-- Source passage --
"""

Introducing the new Apple iVerlord. Featuring an intuitive two-button interface for controlling the lives of your subjects.


EAGLE EYE: Toy Story 2 and GoldenEye both had chase sequences involving conveyor belts.
ME: I’m going to ignore that, and skip ahead to the part where they get away from Billy Bob and board the back of a completely unguarded military transport plane. Their suitcase opens, and it reveals a pair of hypodermic injectors, which the helpful evil computer lady in the cell phone explains that it’s a compound that will help them survive being transported in a cargo container. Okay, if that’s all it was, why in God’s name were a couple of people in an armored car transporting it, and why the HELL did the suitcase have a countdown for it? Answer me!




"The NFL on Fox is brought to you by Gate 1C. Take the emergency exit into refreshment!"


EAGLE EYE: I am not programmed to respond in that area.
ME: D’oh. When the box opens for them, they’re again conveniently surrounded by no people whatsoever, despite being in a cargo bay within the Pentagon itself. ARIIA once again helps them along the way, down to its own wacky Event Horizon rip-off computer core itself. As they’re headed down, Perez reveals what she’s learned to the Secretary of Defense in secret, in a room shut off from all computers and recordable devices. Fortunately for ARIIA, she knows enough from 2001: A Space Odyssey that she can read lips, and through some other method she learned from magical leprechauns or something, visually read the sound waves reflecting off a coffee cup. I think I need to lie down. Perez announces that in the aftermath of the missile strike at the beginning of the movie proving to be a mistake, ARIIA concluded that the Executive Branch itself was a threat to the country, and decided that it has legal justification for assassinating them all. Which is definitely one of the more liberal readings of the Constitution: if they went to the Supreme Court, it would be a definitive 5-4 decision to say it’s illegal. But in any event, all that ARIIA’s doing is part of a grand scheme to assassinate the President. But first, because Ethan Shaw had done something to lock her out from executing “Operation Guillotine” (gotta love that a computer system feels the need to give the thing a pithy name), and she had to kill him to prevent him from warning others, she needs twin brother Jerry to pose as Ethan for an identity scan--one that conveniently avoids checking fingerprints--to unlock the Guillotine program. I guess ARIIA was forbidden from killing the President, but using cranes to toss around cop cars is okay.

"""

-- Material shown --
"""

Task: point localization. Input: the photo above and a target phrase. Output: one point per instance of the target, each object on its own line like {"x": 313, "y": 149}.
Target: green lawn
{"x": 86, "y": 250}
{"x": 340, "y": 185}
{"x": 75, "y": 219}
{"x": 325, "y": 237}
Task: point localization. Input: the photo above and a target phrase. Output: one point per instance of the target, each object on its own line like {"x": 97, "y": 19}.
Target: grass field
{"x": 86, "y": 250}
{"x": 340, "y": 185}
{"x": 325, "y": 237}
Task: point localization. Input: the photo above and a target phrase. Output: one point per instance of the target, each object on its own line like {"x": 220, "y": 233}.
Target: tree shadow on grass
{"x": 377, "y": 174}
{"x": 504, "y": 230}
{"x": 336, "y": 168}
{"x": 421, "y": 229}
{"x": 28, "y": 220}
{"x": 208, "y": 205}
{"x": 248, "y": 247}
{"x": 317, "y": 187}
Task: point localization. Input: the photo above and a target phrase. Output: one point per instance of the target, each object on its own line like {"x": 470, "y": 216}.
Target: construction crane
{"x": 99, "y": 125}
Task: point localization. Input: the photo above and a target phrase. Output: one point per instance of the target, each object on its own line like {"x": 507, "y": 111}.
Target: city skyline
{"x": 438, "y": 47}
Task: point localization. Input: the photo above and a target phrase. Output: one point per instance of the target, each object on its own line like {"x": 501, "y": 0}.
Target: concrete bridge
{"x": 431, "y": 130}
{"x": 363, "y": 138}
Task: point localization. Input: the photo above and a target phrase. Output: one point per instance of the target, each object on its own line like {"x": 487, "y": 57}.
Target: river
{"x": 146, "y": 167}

"""

-- Task to carry out --
Transcribe the part of the Eagle Eye review between "EAGLE EYE: Toy" and "in that area.", inclusive.

-- Solution for this problem --
EAGLE EYE: Toy Story 2 and GoldenEye both had chase sequences involving conveyor belts.
ME: I’m going to ignore that, and skip ahead to the part where they get away from Billy Bob and board the back of a completely unguarded military transport plane. Their suitcase opens, and it reveals a pair of hypodermic injectors, which the helpful evil computer lady in the cell phone explains that it’s a compound that will help them survive being transported in a cargo container. Okay, if that’s all it was, why in God’s name were a couple of people in an armored car transporting it, and why the HELL did the suitcase have a countdown for it? Answer me!




"The NFL on Fox is brought to you by Gate 1C. Take the emergency exit into refreshment!"


EAGLE EYE: I am not programmed to respond in that area.